---------- ARTICLE
When the clock began to inch its way to dinnertime, my grandparents gathered their things and walked slowly out our front door as we walked with them, saying our goodbyes. The sight of the two of them, my grandfather carrying a bag of returned containers, my grandmother in her hat and carrying her purse, is a familiar one - they are steady, always returning to the surface as if nothing ever happened despite their own troubles. We were grandchildren...we were not impacted by their chaos (and they certainly had it in their day) in the same way we were impacted by our parents' actions. Though the buffers are gone now, they are older and can no longer afford to be away from each other. My grandfather now refers to my grandmother when talking to me or my sister as, “Your mother,” such habit he was in when talking to my mother about my grandmother.

They climbed into their car and waited for the air conditioning to cool them off. I noticed a new dent on the side, just a small one, but black and definite. The dog sped past me, running off again, out the door, and D and the kids hoofed it after her. The heat continued though it was mild today. The kids are growing so, so fast. Our lives are in constant motion.
--------------------
---------- COLLECTED DATA
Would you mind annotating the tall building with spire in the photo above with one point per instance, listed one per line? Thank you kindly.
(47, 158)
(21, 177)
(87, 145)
--------------------
#### TASK REQUIREMENTS
(1) Answer these questions about the passage on the grandparents' visit:
(a) What was the grandfather carrying as he walked out the front door?
(b) What did the narrator notice on the side of the grandparents' car?
(c) Who ran after the dog?
(2) Reproduce the passage on the grandparents' visit word for word, starting at "They climbed into" and ending at "in constant motion.".
(3) Rewrite the paragraph of the passage on the grandparents' visit that begins "They climbed into their car" as a short bulleted list that keeps its main facts.
The material above is not needed here.

#### SOLUTIONS TO EACH TASK
(1)
(a) A bag of returned containers.
(b) A new dent, small but black and definite.
(c) D and the kids.

(2)
They climbed into their car and waited for the air conditioning to cool them off. I noticed a new dent on the side, just a small one, but black and definite. The dog sped past me, running off again, out the door, and D and the kids hoofed it after her. The heat continued though it was mild today. The kids are growing so, so fast. Our lives are in constant motion.

(3)
- The grandparents got into their car and waited for the air conditioning to cool them.
- The narrator noticed a new dent on the car's side, small but black and definite.
- The dog ran out the door again, and D and the kids chased after her.
- The heat continued, though it was mild that day.
- The kids are growing very fast, and life is in constant motion.